## Brief
Once you find the line that contains "this sample: (96,6).", write out that line and every line after it to the end of the records, exactly and with nothing else.

## Records provided
▼
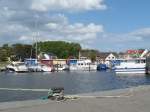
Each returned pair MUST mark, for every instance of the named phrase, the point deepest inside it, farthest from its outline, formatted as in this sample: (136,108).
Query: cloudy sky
(106,25)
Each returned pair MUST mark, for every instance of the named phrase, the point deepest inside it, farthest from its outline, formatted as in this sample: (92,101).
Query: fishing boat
(17,67)
(84,65)
(127,66)
(34,66)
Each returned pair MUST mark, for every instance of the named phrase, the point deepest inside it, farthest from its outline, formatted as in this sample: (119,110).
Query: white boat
(17,67)
(59,67)
(134,66)
(84,65)
(34,66)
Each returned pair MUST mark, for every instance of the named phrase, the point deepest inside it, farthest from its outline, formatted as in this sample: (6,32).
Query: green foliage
(15,52)
(60,48)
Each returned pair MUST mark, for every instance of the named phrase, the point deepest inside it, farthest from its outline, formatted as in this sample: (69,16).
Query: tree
(60,48)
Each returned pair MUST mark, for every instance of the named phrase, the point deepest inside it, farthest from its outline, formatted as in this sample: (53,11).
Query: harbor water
(73,83)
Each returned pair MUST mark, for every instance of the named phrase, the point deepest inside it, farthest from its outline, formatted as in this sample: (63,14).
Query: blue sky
(106,25)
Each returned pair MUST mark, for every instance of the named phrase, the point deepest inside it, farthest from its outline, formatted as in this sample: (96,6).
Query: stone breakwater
(136,99)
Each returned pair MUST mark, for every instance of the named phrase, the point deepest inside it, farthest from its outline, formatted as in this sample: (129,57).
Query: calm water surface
(73,83)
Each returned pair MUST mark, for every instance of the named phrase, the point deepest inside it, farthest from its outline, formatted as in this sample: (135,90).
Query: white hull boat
(131,66)
(83,65)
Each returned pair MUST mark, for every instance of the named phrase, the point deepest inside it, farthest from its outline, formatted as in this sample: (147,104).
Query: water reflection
(73,82)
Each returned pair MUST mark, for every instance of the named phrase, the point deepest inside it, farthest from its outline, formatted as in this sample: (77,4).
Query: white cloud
(68,5)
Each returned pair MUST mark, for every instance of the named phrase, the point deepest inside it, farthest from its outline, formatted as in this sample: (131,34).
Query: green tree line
(61,49)
(21,51)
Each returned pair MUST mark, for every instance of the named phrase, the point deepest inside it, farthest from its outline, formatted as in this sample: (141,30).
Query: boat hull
(130,70)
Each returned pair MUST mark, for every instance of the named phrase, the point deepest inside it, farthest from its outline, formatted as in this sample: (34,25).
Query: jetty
(137,100)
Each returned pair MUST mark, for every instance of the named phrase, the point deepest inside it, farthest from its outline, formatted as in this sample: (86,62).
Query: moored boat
(83,65)
(17,67)
(127,66)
▲
## Exercise answer
Each returned pair MUST mark, for every instance of the named phrase, the point deepest inside it, farthest from its outline, formatted as in this sample: (96,6).
Query: stone breakwater
(136,99)
Each returned pair MUST mark, for every instance of the named phrase, the point deepest inside it, farthest from its outline, formatted as in this sample: (129,57).
Query: calm water surface
(73,83)
Each returned pair MUST mark, for every instance of the named phrase, the point deepest inside it, farthest from its outline, formatted as in this sample: (135,90).
Query: white hull boat
(131,66)
(83,65)
Each returned pair MUST mark, for every instance of the named phrase, the point deepest inside it, farthest from its outline, formatted as in this sample: (147,104).
Query: water reflection
(73,82)
Each returned pair MUST mark, for every instance of the named phrase, the point deepest inside it, farthest from its outline, formatted as in this sample: (77,4).
Query: white cloud
(68,5)
Each returned pair MUST mark, for every instance of the named phrase, the point deepest inside it, farthest from its outline, formatted as in this sample: (131,34).
Query: green tree line
(61,49)
(21,51)
Each returned pair MUST mark, for every instance of the named phrase, the point deepest inside it, farthest from its outline, formatted as in this sample: (141,30).
Query: boat hull
(130,70)
Each returned pair MUST mark, for every instance of the named phrase, the point deepest inside it, farthest from its outline, formatted as in this sample: (34,25).
Query: jetty
(137,100)
Each returned pair MUST mark, for every instance of the named phrase, the point deepest inside it, farthest from its outline, formatted as in this sample: (86,62).
Query: moored boat
(83,65)
(17,67)
(127,66)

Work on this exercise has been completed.